§ Work to be completed
Continue the golf forum thread about Jack Nicklaus and the Rules of golf from the point where it stops.

In the same championship during a match, Nicklaus asked the referee some rather penetrating questions about Rules as they walked along. The referee was moved to remark that Jack seemed to know the Rules very well indeed. “It pays to,” said the talented young man. “The Rules contain a lot of rights for the player.”
 

So JN 'bent' the rules, slightly, in favor of his opponent, but he also was fully aware that the rules could be used to his advantage. Other players may bend them more than JN, but I believe, with eyes wide open, that honesty, integrity and sportsmanship are well represented in the modern game of golf. No player wants to earn a scarlet "C".        
"I never beat a well man in my life" - Harry Vardon

Sean_A

  • Karma: +0/-0
Re: Do you believe (quote by Joe Leenheer)
« Reply #11 on: November 13, 2012, 11:48:22 AM »

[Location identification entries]
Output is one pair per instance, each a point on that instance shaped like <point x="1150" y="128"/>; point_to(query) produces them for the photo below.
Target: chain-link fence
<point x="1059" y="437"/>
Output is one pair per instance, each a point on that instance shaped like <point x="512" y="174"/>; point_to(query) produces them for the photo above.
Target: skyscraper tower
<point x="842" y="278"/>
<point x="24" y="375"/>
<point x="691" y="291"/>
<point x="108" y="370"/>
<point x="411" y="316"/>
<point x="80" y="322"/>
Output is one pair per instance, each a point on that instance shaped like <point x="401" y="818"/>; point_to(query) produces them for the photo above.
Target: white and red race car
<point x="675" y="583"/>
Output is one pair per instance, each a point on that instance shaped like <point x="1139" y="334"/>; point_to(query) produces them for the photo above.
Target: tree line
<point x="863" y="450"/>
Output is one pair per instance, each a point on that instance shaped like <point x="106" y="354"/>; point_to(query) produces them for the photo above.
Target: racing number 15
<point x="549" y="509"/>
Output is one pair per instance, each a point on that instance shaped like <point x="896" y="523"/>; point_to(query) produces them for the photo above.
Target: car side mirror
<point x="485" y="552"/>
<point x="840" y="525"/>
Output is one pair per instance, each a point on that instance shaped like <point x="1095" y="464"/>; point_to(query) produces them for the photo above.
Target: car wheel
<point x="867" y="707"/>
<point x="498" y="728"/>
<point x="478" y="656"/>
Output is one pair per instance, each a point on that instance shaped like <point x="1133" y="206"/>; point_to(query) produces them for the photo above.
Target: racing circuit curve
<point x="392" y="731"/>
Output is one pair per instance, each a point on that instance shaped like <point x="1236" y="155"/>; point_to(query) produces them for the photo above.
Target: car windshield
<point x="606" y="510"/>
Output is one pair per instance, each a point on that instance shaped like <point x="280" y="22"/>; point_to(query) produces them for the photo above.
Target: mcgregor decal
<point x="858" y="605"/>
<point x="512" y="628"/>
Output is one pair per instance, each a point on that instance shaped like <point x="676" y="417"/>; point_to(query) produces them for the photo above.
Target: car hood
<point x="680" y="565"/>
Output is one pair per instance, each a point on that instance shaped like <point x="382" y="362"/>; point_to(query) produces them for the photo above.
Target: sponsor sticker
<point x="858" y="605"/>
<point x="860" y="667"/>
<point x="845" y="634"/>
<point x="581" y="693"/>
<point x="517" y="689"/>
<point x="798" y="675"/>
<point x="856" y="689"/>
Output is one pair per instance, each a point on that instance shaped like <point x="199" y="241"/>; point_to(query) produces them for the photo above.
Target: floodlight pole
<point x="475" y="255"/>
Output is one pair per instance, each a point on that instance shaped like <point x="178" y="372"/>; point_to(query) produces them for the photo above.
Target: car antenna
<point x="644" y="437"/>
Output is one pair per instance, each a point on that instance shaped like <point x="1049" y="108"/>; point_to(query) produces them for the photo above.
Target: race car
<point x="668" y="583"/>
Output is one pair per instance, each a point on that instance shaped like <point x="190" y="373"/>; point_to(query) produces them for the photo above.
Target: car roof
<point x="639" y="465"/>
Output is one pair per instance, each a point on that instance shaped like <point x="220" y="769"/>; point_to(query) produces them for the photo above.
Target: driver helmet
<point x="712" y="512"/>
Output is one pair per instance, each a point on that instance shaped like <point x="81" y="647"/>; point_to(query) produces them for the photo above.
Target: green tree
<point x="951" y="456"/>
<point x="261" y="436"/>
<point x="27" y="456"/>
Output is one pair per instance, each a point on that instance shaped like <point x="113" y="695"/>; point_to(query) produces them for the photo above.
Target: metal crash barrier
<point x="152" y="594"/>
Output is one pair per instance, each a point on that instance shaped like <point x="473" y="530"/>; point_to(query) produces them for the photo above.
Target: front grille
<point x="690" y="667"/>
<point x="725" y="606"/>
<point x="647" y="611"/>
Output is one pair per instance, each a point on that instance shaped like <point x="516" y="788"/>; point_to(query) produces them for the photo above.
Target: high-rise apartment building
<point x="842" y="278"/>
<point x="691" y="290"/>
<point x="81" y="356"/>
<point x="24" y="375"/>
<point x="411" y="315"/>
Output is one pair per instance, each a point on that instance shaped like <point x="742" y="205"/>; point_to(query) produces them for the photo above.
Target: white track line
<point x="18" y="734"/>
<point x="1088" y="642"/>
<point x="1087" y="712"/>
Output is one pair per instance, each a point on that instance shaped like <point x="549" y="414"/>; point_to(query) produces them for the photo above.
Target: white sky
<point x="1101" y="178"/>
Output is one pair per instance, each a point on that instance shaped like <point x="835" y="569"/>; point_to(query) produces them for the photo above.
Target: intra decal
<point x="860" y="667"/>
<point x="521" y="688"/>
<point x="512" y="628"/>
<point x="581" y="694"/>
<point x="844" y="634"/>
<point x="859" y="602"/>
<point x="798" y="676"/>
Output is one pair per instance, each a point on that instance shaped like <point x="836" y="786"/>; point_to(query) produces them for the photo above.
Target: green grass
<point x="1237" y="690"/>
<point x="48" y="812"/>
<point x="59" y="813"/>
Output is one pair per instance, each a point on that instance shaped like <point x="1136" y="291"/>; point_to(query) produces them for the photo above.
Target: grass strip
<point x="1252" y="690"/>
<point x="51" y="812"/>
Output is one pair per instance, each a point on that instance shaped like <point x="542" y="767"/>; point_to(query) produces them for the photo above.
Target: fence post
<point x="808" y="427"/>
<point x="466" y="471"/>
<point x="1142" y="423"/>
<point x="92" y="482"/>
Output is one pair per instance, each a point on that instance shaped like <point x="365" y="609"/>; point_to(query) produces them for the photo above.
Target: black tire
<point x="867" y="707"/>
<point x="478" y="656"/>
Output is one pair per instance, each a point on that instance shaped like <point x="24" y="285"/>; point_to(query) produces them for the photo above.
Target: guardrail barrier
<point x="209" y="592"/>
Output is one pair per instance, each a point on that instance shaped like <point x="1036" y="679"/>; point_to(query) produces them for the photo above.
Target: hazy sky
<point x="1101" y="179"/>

§ Result of the exercise
JK - I think Joe is right. And I thinik the shadow side of this site has always been the inadvertent de-valuing of the game in the name of saving/improving it via great architecture. I enjoy discussing what makes for great golf courses, and admire very much those architects with the talent and dedication to create such courses. But I think that around here we've often missed the forest (sportsmanship, integrity, companionship, self control, learning, history, excercise, nature) for the trees (NGLA, Merion, the 52nd ranked courses built after 1940 but before 1960, the 10th best Redan not built by Macdonald-Raynor).

Peter

Pietro

For mine, golf is by far a greater game for the venues.  I don't think I would have much interest if courses resembled driving ranges. 

Ciao
New plays planned for 2024: Nothing

Peter Pallotta

Re: Do you believe (quote by Joe Leenheer)
« Reply #12 on: November 13, 2012, 11:50:12 AM »
Jim's post reminds me of something I heard Fran Lebowitz say, basically: we keep reading our kids the Emperor Has No Clothes story and keep hoping that they will abosrb the 'lesson', but we forget/refuse to remind them that telling the emeror he has no clothes will COST them something, i.e. that to be moral and true and good, in this world, often hurts.

Peter

Kyle Harris

Re: Do you believe (quote by Joe Leenheer)
« Reply #13 on: November 13, 2012, 11:51:58 AM »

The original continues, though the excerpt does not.